__O QUE SE PEDE__
Resuma o trecho abaixo em duas frases, por favor.

__TRECHO SELECIONADO__
Em relação a Lei 13.506/2017, porém, os advogados consideram que há pontos preocupantes. “Temos notado que a CVM tem condenado a atuação de insider com base em provas indiciárias, e temos visto a tendência de condenar o insider secundário (figura criada com a ampliação do tipo penal) sem necessidade de identificação do informante. Tal aspecto nos causa preocupação principalmente em função da criminalização do insider secundário instituído com a lei,” ressaltam os advogados.
No âmbito da identificação de insider trading, os advogados afirmam que a CVM tem pautado sua fiscalização, sobretudo, pelo acompanhamento dos movimentos ocorridos no mercado de capitais em períodos próximos à divulgação de fatos relevantes pelas companhias abertas.
Segundo Loria, diante da detecção de operações suspeitas, como por exemplo a aquisição de grande volume de ações de determinada companhia às vésperas da divulgação de uma informação relevante por parte da mesma, o corpo técnico da autarquia passa a investigar o caso, instaurando processo administrativo sancionador caso reúna número suficiente de indícios da prática do ilícito.
A atuação da autarquia adota um modelo institucional em que prevalece a segregação entre as instâncias investigativas e julgadoras. As superintendências têm plena autonomia para, a seu juízo, e de posse de informações suficientes para a formação da sua convicção, decidir pela instauração ou não de processo administrativo sancionador.
Segundo o presidente da CVM, na supervisão um dos principais focos é assegurar a simetria informacional entre os participantes do mercado. “Nesse sentido, a prevenção e o combate ao uso de informação privilegiada ocorrem por meio de várias frentes, dentre elas a fiscalização de rotina, a colaboração com reguladores de outros mercados e o contato permanente com a B3”, ressalta Marcelo Barbosa.

__DADOS FORNECIDOS__
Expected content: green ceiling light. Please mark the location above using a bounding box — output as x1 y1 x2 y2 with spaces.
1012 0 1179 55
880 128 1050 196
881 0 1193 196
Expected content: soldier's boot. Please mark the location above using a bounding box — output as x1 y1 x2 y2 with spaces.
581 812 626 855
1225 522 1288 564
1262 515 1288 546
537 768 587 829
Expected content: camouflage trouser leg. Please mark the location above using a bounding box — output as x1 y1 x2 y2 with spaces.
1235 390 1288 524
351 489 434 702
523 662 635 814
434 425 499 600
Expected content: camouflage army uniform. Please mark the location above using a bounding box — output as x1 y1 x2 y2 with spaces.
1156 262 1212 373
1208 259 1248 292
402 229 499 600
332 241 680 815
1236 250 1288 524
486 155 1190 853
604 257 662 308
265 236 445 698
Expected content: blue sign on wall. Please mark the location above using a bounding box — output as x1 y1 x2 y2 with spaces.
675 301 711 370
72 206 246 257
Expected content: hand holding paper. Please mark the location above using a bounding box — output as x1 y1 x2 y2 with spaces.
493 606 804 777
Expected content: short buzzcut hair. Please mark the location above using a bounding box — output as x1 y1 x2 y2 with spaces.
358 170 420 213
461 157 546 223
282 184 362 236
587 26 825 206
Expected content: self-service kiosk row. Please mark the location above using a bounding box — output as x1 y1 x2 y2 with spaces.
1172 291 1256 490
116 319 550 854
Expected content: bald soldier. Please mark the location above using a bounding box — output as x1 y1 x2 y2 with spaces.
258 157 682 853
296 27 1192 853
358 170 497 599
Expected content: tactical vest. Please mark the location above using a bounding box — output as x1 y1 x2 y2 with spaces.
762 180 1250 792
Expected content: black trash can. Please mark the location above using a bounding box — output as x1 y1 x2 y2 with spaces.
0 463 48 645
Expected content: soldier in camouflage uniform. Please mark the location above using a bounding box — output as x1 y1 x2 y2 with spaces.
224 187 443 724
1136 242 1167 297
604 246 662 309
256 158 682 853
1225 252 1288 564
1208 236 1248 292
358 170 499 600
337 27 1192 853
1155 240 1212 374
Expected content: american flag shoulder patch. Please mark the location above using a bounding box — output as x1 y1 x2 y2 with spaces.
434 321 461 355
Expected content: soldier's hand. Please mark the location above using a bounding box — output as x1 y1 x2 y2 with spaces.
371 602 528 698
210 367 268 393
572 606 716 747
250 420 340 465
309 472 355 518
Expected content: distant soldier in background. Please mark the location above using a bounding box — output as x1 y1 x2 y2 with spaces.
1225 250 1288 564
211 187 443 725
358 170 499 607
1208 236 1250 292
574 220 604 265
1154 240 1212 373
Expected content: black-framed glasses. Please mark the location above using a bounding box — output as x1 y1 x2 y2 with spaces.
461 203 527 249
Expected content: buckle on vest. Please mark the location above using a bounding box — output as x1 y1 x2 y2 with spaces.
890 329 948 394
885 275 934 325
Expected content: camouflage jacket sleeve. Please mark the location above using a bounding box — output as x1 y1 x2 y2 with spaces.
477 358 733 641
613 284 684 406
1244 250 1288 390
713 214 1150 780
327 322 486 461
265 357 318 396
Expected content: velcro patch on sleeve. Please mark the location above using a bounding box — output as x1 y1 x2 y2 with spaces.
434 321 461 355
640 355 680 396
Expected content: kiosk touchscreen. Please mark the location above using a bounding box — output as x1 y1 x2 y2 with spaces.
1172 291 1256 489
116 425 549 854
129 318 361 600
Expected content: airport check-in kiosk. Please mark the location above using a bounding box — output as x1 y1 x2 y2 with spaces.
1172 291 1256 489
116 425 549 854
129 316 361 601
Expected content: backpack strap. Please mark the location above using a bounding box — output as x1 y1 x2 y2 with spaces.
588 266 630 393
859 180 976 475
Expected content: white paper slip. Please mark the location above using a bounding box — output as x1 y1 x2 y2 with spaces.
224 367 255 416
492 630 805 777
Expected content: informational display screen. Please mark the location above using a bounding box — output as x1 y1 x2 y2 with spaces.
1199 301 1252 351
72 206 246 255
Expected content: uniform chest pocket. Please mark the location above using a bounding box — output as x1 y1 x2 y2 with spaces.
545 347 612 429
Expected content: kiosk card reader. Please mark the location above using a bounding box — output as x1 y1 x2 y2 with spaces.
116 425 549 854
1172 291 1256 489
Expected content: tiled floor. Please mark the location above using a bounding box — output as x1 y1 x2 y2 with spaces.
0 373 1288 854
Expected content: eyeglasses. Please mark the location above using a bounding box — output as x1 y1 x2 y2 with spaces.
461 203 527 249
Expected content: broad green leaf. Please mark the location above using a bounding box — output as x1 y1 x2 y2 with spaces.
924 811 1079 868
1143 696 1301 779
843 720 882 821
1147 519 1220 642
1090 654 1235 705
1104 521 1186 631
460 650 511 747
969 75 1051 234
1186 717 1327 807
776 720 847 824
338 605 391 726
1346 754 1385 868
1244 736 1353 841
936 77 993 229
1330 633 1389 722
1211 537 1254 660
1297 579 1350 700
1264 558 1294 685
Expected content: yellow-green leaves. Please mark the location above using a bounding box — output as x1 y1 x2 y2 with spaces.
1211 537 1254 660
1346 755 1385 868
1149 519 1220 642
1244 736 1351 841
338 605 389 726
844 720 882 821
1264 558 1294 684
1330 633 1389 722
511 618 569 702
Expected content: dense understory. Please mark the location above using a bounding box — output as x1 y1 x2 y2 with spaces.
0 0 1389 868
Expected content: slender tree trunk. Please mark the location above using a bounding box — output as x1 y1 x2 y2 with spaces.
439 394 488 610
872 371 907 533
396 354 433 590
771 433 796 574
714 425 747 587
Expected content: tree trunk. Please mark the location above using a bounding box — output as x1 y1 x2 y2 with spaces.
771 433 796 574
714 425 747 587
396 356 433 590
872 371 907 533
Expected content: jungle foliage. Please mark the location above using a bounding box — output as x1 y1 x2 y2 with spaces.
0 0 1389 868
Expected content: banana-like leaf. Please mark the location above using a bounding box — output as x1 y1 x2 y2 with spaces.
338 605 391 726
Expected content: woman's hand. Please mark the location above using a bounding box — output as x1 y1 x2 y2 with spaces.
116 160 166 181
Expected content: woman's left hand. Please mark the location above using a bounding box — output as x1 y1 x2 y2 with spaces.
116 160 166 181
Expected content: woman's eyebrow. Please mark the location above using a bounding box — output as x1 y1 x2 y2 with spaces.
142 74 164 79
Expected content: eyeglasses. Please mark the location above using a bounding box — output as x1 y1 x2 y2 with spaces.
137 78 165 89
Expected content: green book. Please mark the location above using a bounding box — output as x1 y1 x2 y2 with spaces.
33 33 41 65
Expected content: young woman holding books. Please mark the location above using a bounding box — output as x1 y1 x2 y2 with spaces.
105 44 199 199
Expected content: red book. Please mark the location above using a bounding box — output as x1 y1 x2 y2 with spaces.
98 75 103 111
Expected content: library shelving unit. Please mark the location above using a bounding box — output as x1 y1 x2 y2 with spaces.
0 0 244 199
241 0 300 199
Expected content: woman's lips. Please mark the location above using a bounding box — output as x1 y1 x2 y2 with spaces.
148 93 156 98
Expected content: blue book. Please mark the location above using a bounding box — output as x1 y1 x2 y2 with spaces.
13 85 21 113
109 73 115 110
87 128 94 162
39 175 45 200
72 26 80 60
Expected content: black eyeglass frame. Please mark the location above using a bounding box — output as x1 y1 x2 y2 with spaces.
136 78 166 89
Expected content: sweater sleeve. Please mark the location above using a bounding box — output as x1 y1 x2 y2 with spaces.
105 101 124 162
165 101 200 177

__RESULTADO DA TAREFA__
Os advogados veem pontos preocupantes na Lei 13.506/2017, diante da tendência da CVM de condenar o insider secundário com base em provas indiciárias e sem identificar o informante. A CVM acompanha sobretudo os movimentos do mercado próximos à divulgação de fatos relevantes e investiga operações suspeitas, podendo instaurar processo administrativo sancionador num modelo que separa as instâncias investigativas das julgadoras.